§ Exercise instructions
Print the part of the article below about the Squable chefs that opens with the words containing "Squable Mark Clayton" and closes with "and Drew Gimma.", word for word.

** Opening Text excerpt block **

Get to know Drew and Mark

Meet the talented chefs behind eagerly anticipated Heights restaurant

Meet the talented chefs behind eagerly anticipated Heights restaurant

Squable Mark Clayton Drew Gimma
Drew Gimma and Mark Clayton will lead the kitchen at Squable.  Photo by Jenn Duncan

Justin Yu and Bobby Heugel may be the big names attached to Squable, but they aren’t the people cooking the food or creating the menu for the eagerly anticipated restaurant that's set to open this month in the Heights. Those responsibilities rest with chef partners Mark Clayton and Drew Gimma.

Together, these two industry veterans — Clayton worked for Yu at Oxheart and spent time working for Agircole Hospitality, while Gimma, a baker, worked on the opening team at Common Bond before moving to Better Luck Tomorrow — are leading a kitchen for the first time in their careers. Ultimately, it’s their collective responsibility to bring the new neighborhood restaurant to life.

** Closing Text excerpt block **
** Opening Provided records block **

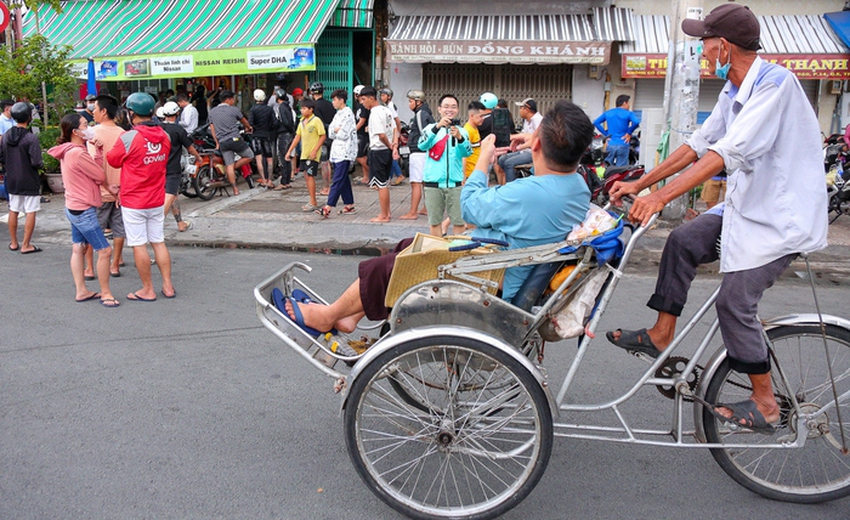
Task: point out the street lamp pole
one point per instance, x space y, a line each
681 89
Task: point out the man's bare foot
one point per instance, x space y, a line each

** Closing Provided records block **
** Opening Provided records block **

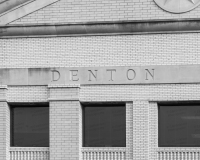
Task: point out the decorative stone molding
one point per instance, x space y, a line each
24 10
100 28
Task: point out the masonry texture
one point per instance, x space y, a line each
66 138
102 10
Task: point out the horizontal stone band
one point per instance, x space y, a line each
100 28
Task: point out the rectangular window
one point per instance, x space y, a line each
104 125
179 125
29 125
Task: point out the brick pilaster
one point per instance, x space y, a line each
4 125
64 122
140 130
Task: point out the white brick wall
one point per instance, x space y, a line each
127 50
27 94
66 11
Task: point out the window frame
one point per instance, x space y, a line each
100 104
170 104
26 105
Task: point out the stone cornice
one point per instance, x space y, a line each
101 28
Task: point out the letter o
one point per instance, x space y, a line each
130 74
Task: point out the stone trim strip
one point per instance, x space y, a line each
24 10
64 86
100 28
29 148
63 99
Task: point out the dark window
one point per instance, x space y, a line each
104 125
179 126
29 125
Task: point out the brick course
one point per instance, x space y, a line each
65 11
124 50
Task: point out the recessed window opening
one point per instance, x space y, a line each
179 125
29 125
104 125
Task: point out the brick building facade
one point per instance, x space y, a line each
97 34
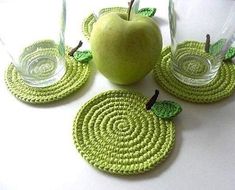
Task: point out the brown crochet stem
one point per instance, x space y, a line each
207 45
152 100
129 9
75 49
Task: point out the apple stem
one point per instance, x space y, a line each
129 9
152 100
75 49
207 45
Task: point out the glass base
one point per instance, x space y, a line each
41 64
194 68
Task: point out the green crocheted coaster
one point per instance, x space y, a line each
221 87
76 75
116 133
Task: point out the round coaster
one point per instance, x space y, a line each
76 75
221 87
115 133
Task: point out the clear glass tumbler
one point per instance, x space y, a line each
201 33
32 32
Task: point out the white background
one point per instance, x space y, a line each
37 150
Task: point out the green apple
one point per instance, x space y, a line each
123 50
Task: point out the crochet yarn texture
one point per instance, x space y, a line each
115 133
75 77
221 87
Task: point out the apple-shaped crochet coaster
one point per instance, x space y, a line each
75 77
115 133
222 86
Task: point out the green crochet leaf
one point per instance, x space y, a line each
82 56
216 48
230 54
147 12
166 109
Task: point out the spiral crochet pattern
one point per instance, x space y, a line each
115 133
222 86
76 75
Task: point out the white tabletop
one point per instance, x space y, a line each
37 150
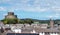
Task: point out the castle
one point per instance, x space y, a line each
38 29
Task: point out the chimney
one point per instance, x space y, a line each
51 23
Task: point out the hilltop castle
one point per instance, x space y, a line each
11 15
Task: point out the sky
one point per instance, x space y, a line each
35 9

** Closing Provided records block **
** Opening Provided records block **

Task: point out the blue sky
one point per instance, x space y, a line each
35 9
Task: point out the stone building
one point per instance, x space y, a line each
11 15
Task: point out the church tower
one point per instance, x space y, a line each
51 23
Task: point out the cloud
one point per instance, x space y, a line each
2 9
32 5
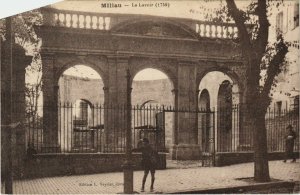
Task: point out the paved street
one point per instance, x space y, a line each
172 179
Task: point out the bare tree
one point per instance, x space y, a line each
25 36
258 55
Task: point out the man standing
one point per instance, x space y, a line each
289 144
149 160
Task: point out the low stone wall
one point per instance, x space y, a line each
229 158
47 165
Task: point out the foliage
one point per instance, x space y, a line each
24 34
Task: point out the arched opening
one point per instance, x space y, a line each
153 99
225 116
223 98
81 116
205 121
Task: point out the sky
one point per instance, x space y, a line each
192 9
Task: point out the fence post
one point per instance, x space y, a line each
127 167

** Closing Provided records block **

§ Reply to the exercise
Squable Mark Clayton Drew Gimma
Drew Gimma and Mark Clayton will lead the kitchen at Squable.  Photo by Jenn Duncan

Justin Yu and Bobby Heugel may be the big names attached to Squable, but they aren’t the people cooking the food or creating the menu for the eagerly anticipated restaurant that's set to open this month in the Heights. Those responsibilities rest with chef partners Mark Clayton and Drew Gimma.